━━━ Record list

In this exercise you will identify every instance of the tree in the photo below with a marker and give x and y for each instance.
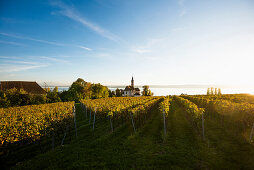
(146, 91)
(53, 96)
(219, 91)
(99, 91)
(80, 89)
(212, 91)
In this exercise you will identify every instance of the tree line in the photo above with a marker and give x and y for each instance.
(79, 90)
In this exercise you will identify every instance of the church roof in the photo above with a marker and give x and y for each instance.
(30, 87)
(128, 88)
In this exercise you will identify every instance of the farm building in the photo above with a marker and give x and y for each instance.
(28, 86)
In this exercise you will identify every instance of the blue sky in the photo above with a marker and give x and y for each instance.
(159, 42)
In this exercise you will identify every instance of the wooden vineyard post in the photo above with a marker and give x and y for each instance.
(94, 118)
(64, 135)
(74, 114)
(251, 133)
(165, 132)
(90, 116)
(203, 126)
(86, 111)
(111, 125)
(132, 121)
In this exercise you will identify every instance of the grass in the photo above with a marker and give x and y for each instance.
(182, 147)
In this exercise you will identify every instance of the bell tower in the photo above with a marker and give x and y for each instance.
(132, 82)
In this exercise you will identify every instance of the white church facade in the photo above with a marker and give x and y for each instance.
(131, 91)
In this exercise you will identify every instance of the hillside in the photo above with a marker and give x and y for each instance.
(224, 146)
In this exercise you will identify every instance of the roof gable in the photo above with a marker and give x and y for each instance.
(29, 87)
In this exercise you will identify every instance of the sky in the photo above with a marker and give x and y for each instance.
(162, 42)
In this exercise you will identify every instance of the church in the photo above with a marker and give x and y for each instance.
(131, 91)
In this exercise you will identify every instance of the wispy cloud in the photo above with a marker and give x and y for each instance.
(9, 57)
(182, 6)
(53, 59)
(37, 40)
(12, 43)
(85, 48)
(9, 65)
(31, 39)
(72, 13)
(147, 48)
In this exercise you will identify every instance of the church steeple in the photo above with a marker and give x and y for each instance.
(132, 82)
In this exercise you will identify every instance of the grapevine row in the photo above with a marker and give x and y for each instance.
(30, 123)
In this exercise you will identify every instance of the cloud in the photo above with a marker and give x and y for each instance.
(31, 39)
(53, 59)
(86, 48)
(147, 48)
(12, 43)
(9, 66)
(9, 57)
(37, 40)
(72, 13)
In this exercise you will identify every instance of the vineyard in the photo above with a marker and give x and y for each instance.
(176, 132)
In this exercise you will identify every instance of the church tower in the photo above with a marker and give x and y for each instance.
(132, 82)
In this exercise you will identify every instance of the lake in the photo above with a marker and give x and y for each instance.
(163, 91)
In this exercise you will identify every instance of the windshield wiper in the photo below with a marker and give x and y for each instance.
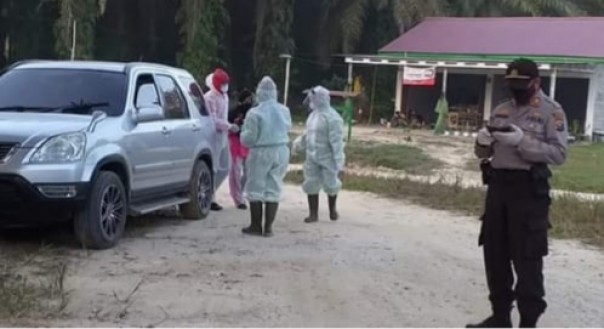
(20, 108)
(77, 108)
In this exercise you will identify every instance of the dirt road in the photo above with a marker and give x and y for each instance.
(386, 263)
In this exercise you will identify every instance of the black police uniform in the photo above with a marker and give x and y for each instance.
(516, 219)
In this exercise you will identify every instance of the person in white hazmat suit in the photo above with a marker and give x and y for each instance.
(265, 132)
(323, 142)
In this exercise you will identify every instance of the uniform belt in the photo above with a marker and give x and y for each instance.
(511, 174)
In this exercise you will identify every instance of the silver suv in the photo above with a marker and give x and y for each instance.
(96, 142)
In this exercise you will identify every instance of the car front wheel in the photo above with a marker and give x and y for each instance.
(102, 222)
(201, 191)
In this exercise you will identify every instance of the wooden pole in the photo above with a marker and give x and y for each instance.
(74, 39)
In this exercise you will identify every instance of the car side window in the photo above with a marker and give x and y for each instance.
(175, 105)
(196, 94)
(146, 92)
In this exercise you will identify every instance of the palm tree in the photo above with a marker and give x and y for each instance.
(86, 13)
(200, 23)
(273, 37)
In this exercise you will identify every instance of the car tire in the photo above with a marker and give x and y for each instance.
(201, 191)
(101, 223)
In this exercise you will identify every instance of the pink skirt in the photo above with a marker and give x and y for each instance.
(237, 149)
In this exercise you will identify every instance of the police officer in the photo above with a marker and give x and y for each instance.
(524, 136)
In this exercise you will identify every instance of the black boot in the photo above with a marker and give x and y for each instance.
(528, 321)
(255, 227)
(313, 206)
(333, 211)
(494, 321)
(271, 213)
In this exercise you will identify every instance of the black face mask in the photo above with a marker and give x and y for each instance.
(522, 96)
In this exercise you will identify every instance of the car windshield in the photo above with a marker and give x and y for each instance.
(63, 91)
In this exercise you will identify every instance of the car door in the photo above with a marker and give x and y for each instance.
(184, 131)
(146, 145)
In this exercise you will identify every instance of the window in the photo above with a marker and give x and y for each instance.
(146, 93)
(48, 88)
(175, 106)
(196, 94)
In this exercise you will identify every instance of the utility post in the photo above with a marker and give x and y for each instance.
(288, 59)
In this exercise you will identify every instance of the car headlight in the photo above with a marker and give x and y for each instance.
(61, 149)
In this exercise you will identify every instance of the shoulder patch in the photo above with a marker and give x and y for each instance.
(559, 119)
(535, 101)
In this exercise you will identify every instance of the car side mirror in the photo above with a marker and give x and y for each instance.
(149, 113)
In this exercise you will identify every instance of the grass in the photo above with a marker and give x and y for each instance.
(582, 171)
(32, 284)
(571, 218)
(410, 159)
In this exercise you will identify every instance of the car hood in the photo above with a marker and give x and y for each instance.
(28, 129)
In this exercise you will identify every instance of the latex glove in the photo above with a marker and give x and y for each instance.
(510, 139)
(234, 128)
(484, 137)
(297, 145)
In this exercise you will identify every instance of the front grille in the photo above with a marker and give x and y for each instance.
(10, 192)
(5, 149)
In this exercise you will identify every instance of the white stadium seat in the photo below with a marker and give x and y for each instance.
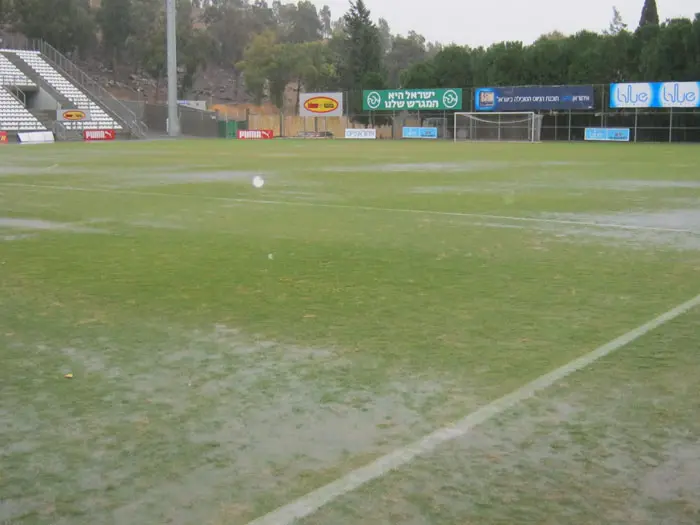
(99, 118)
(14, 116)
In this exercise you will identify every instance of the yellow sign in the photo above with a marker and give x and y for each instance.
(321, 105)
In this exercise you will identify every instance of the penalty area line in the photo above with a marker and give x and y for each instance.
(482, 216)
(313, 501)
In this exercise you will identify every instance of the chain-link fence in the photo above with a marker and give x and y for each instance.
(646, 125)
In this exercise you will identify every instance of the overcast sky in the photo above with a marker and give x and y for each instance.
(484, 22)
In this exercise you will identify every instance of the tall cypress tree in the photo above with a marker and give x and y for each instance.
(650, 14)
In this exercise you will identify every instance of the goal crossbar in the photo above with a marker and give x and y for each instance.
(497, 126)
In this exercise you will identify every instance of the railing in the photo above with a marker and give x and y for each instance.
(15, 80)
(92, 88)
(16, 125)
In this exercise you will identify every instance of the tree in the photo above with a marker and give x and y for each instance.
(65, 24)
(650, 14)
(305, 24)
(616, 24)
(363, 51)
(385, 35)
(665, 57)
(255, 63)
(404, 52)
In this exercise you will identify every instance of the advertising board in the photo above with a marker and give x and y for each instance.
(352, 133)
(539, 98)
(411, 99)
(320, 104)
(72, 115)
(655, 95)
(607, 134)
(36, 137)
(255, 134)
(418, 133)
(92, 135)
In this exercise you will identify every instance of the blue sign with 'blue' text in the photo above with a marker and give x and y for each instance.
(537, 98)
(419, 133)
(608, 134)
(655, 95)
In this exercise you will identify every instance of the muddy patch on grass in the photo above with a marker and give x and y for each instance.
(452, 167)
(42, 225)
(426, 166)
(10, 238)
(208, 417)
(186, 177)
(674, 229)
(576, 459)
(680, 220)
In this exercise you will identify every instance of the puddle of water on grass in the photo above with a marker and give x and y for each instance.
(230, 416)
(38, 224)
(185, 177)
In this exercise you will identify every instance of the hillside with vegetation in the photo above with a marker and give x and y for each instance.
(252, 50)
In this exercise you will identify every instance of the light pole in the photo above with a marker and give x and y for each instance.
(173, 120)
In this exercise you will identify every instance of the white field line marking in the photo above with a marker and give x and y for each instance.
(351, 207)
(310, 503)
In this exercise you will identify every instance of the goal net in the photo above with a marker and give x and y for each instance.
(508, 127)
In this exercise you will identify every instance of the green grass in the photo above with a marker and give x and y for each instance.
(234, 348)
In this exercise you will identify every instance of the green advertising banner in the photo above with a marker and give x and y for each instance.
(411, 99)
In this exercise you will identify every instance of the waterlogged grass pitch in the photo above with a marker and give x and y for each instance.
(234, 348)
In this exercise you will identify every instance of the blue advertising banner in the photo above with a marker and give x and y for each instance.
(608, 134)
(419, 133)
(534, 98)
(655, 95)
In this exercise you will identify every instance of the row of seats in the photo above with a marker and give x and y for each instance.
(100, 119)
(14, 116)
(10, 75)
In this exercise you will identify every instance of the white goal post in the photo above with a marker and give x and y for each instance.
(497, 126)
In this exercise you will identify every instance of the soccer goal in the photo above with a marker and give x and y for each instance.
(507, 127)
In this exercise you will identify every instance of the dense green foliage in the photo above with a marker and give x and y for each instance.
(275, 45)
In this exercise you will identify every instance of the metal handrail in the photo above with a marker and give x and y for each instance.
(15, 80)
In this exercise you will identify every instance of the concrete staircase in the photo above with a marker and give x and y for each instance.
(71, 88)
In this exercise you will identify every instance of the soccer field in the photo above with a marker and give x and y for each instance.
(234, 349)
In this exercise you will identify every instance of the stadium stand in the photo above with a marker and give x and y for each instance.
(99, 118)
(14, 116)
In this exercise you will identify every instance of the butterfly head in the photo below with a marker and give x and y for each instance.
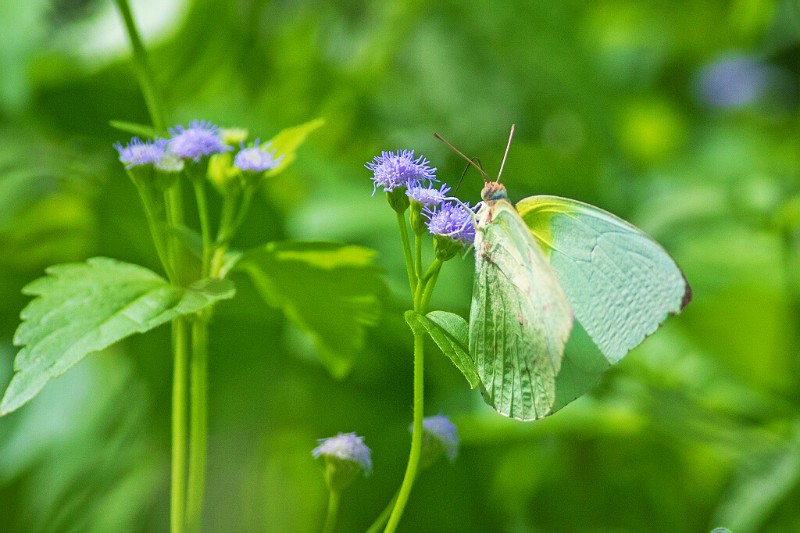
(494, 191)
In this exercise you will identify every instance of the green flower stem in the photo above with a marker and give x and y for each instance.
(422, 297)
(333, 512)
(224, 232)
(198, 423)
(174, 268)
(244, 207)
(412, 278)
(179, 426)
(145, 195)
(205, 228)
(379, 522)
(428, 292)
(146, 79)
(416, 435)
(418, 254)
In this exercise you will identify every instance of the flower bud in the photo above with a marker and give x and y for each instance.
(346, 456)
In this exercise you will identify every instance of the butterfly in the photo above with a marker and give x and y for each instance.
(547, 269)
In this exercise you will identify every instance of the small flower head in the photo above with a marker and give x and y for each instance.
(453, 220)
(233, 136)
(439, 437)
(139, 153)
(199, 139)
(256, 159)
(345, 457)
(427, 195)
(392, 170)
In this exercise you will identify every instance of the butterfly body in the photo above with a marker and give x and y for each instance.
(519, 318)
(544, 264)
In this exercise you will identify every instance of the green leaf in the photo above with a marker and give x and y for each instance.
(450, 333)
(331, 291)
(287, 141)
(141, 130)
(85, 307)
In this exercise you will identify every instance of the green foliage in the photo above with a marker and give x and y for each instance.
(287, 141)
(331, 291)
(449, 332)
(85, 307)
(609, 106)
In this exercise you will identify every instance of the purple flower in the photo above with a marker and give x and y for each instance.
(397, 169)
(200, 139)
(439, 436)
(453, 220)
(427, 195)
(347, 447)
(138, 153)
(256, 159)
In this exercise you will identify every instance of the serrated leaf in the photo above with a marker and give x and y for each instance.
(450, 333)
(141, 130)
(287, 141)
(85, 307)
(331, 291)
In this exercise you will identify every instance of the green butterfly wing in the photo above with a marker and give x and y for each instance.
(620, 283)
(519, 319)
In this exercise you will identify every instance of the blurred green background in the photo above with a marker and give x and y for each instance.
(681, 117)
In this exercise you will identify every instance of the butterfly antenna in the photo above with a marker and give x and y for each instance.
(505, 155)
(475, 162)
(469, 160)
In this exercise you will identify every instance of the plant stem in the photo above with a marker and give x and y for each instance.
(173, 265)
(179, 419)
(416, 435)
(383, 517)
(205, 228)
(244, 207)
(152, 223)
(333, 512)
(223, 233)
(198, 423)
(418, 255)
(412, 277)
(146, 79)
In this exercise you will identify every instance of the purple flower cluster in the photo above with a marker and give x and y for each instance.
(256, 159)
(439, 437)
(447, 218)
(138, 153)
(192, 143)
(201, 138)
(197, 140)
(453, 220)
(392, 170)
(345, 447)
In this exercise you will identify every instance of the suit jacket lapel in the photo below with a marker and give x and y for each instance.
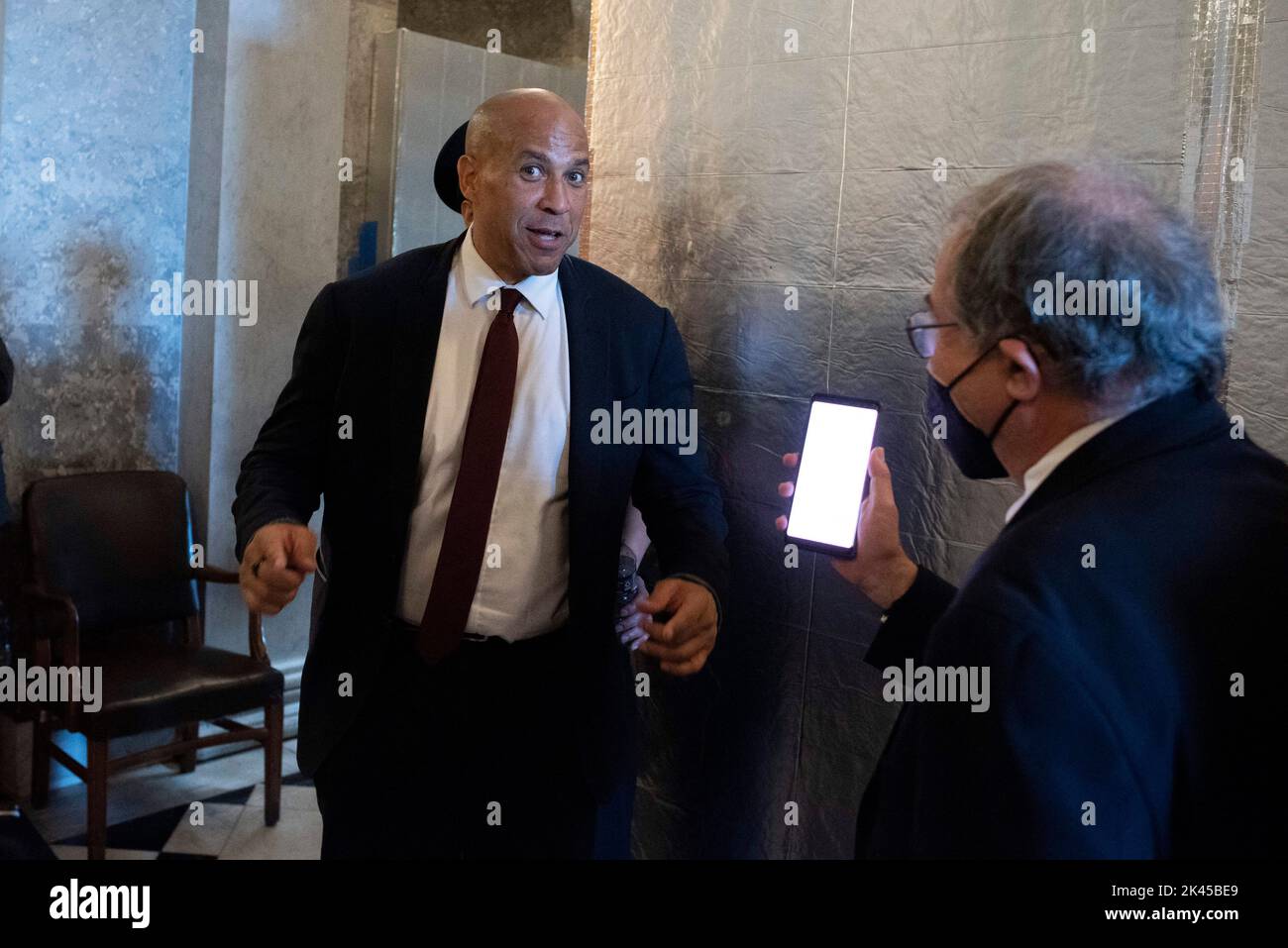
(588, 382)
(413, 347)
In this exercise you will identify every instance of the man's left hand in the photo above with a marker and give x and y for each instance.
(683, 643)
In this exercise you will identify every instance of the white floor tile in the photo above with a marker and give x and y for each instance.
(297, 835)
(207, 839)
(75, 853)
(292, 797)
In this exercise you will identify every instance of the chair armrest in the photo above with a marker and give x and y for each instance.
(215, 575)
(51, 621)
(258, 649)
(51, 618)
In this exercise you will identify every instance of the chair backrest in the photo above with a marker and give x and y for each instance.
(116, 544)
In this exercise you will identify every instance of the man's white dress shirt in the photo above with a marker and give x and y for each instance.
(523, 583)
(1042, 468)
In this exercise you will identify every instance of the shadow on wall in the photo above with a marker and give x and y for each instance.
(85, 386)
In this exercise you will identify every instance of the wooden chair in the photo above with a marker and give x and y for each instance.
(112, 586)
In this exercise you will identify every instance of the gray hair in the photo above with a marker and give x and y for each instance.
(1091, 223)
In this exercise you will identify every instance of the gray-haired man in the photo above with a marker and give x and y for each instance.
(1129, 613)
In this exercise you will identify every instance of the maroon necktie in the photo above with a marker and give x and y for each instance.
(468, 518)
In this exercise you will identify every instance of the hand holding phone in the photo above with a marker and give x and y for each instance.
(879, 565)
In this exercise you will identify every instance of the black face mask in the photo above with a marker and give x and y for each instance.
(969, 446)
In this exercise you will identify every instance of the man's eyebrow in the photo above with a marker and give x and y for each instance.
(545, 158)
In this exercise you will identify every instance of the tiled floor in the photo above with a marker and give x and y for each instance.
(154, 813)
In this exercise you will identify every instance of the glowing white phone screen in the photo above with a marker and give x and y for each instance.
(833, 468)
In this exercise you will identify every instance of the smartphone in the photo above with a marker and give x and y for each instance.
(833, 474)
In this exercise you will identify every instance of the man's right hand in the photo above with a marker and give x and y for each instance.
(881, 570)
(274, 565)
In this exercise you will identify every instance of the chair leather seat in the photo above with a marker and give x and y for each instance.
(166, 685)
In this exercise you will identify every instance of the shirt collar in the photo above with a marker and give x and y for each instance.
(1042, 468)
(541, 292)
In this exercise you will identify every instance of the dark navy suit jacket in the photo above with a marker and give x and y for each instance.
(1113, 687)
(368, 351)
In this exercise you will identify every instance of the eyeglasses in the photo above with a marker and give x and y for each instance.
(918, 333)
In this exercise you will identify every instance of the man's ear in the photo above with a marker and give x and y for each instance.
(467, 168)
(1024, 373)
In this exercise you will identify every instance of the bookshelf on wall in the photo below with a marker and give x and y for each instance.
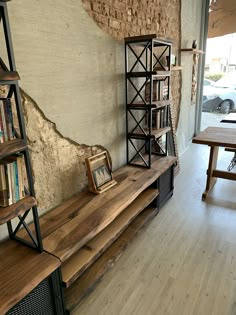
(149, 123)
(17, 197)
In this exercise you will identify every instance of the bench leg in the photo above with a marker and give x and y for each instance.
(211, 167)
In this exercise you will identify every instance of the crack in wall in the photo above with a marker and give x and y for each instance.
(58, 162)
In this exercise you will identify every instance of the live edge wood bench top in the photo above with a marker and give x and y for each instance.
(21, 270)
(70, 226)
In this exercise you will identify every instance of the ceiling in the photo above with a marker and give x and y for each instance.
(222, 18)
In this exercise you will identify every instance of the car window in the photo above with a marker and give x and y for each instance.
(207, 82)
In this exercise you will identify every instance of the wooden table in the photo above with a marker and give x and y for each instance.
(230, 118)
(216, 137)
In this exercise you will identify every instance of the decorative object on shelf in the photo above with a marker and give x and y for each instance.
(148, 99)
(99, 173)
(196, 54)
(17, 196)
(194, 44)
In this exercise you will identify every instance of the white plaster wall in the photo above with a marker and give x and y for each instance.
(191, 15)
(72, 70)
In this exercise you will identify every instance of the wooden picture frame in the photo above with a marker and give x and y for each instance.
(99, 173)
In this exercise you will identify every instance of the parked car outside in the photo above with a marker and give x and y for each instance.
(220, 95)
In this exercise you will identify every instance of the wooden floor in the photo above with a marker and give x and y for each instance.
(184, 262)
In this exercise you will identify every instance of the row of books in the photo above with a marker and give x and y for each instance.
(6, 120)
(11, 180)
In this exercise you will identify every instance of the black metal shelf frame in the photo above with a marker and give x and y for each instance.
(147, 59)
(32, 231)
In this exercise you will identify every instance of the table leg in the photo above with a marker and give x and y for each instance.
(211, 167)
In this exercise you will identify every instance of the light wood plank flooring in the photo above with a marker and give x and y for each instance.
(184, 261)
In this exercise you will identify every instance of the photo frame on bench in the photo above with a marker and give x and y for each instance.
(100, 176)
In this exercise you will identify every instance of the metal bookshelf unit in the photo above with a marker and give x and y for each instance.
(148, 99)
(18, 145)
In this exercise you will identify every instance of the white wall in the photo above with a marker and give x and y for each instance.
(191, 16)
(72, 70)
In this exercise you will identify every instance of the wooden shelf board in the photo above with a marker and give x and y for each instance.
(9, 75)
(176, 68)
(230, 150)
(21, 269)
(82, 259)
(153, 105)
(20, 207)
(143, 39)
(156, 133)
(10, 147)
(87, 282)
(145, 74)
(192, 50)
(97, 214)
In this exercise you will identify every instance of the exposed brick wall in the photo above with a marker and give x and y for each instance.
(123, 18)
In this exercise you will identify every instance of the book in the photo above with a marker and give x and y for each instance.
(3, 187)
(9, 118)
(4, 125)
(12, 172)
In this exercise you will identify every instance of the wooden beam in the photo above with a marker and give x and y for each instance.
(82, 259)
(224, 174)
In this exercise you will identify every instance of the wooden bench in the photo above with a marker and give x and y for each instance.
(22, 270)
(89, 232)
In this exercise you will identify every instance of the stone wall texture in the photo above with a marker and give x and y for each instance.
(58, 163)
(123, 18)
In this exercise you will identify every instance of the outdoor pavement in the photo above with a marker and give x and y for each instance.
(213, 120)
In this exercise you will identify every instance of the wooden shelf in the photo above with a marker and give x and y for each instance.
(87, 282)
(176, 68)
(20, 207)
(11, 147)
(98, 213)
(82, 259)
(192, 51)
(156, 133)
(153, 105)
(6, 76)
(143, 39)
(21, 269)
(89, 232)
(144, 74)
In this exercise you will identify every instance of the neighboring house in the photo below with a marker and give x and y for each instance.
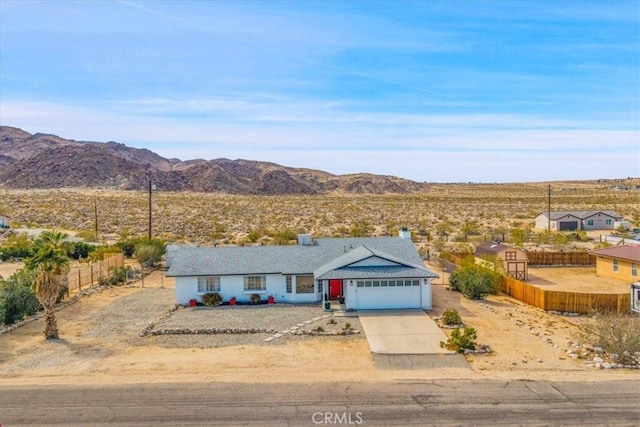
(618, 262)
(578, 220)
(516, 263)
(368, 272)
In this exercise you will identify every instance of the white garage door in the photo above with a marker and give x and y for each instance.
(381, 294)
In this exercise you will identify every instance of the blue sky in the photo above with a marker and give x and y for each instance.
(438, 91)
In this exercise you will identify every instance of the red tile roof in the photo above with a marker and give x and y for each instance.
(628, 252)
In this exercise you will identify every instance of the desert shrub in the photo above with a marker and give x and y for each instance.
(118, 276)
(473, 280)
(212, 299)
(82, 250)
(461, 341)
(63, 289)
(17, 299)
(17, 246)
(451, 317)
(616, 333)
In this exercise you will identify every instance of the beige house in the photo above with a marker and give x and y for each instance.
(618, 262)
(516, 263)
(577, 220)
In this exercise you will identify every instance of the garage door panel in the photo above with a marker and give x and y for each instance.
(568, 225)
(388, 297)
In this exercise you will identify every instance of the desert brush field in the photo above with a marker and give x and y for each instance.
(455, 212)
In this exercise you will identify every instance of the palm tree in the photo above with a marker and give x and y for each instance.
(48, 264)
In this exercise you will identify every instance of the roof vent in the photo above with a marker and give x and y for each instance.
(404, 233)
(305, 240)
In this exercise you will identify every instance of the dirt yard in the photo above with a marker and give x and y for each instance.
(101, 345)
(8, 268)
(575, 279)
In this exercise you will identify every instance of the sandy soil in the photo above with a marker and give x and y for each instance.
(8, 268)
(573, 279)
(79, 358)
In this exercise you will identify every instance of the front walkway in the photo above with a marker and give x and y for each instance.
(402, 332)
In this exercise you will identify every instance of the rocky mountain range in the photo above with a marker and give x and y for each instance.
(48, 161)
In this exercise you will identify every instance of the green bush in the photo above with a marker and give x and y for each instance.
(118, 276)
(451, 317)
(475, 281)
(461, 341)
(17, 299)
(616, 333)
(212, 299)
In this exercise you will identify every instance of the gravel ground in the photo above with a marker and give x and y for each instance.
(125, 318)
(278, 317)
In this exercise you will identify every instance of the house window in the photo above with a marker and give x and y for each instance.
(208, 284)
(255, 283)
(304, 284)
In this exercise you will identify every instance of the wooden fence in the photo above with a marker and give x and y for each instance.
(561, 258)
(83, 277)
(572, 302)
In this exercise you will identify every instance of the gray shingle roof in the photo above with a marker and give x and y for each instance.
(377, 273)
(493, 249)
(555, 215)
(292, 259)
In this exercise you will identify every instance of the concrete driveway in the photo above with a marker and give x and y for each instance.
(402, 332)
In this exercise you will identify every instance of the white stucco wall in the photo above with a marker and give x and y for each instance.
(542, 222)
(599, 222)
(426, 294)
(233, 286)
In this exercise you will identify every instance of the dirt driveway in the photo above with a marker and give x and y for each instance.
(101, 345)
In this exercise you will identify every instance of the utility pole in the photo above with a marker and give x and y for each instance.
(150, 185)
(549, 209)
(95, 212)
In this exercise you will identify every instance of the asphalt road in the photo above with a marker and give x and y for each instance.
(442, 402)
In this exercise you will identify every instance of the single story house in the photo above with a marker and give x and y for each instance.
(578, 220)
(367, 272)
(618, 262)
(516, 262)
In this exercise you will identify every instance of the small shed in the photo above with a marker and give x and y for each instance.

━━━━━━

Set down exactly what runs from the line with "the dirt driveway" to the last line of the data above, including both of those lines and no others.

▶ _Answer to this problem_
In this exercise you will identify every instance of the dirt driveway in the photo above with a marker and give x and y for each instance.
(101, 345)
In this exercise you will identify every instance of the utility pole in the photo above with a marker and give x and y for each instance.
(150, 185)
(549, 209)
(95, 212)
In this exercise you will identify every instance of the asphalt road in the photo above with a marker and give x and y for each instance.
(442, 402)
In this exercise you will identify every instance of the single story house in the photo above with a marker and give x and y for each instance.
(578, 220)
(367, 272)
(618, 262)
(516, 262)
In this exercise you will identify every instance of the small shed in the photo above with a marker and give x and y for each instance.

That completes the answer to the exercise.